◆ The problem:
Print every record below exactly as it stands.

◆ Supplied information:
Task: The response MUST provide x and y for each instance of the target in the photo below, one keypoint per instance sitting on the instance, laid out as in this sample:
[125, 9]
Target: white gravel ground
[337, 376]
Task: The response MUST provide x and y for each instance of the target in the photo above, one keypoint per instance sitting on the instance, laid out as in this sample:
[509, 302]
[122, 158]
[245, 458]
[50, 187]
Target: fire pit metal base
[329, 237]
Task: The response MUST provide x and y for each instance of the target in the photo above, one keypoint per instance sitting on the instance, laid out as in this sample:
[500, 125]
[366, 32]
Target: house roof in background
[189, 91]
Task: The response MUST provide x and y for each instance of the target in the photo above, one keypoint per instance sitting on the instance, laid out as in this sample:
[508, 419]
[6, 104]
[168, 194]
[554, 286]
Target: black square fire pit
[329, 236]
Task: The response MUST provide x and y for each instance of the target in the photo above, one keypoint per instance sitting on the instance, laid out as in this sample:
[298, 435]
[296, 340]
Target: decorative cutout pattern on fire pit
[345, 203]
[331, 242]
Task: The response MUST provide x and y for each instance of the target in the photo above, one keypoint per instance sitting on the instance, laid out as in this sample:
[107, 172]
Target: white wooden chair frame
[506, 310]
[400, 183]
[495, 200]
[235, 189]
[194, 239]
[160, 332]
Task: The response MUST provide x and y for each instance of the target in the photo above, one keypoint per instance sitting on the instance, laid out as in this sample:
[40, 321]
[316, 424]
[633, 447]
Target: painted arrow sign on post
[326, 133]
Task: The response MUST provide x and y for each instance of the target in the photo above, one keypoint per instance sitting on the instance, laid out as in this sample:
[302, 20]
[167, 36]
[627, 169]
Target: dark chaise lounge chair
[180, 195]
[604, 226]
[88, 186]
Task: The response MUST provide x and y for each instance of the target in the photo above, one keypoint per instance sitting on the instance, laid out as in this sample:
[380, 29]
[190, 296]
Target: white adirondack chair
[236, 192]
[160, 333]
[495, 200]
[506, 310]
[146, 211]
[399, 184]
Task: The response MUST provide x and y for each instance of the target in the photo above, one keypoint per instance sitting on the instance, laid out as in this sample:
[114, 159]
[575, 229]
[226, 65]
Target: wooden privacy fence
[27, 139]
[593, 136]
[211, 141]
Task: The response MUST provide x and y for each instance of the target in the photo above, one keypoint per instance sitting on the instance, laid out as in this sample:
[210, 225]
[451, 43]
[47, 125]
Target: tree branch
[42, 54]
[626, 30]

◆ Answer below:
Task: The response MUST provide x and y for each instance of the target in the photo below, one keypoint per instance sitting on the instance, laid out as in this sample:
[125, 9]
Target: white gravel ground
[337, 376]
Task: The response MUST provide x and y for each instance of the target in the photo above, one keypoint per instance sitting on the instance, laid out as in this sample:
[509, 302]
[122, 158]
[245, 458]
[50, 187]
Target: fire pit metal base
[329, 237]
Task: The response MUST provide x and y for each instance of the target in the photo above, one keypoint per instance sitting on the instance, laid out as in this sample:
[500, 125]
[366, 32]
Target: house roof in background
[189, 91]
Task: The response MUST provide x and y for each instance of the target in the photo above, one keypoint per instance sitting on the instance, laid out as in this sample:
[508, 419]
[6, 104]
[168, 194]
[554, 286]
Target: black square fire pit
[329, 236]
Task: The response MUST provide x and y for each instance of the target in the photo above, one keypoint per instance sitting on the instance, laid out as in this sample:
[298, 435]
[296, 340]
Target: decorative cutout pattern on fire pit
[345, 203]
[331, 242]
Task: The response MUST provide x and y for each instance of the target in the photo above, one keypoint per instance sitting on the instance, laid out as in this sample:
[107, 172]
Target: white wooden chair frame
[506, 310]
[400, 183]
[495, 200]
[235, 189]
[194, 239]
[160, 332]
Task: The response MUST provide x and y for each instance of the target in the photo above, one keypoint per instance sitting on the instance, laid out as in this sample:
[40, 321]
[316, 424]
[633, 447]
Target: painted arrow sign on post
[326, 133]
Task: The response MUST provide x and y for each instance of the target in the photo above, one keypoint per instance sitting on the instance, laid out as in this sample:
[302, 20]
[167, 36]
[627, 169]
Target: dark chaise lounge chair
[180, 195]
[604, 226]
[88, 186]
Task: The response MUST provide x and y for each instance of the target in the photo above, one keypoint per instance sitting on the instance, laid out as in this sample:
[380, 29]
[190, 296]
Target: white adirondack chair
[236, 192]
[160, 333]
[495, 200]
[506, 310]
[146, 211]
[399, 184]
Task: The response MUST provide x and y for each instance of the target in the photo above, one keypoint per instance sitting on the instance, laid out as in this sample:
[114, 159]
[575, 229]
[226, 65]
Target: wooden privacy fence
[27, 139]
[593, 136]
[211, 141]
Task: The response MUST provide x and y for each instance of the target in the photo above, one keypoint per instance sitting on the instance, laid out as in this sample:
[210, 225]
[451, 43]
[47, 125]
Target: tree branch
[42, 54]
[626, 30]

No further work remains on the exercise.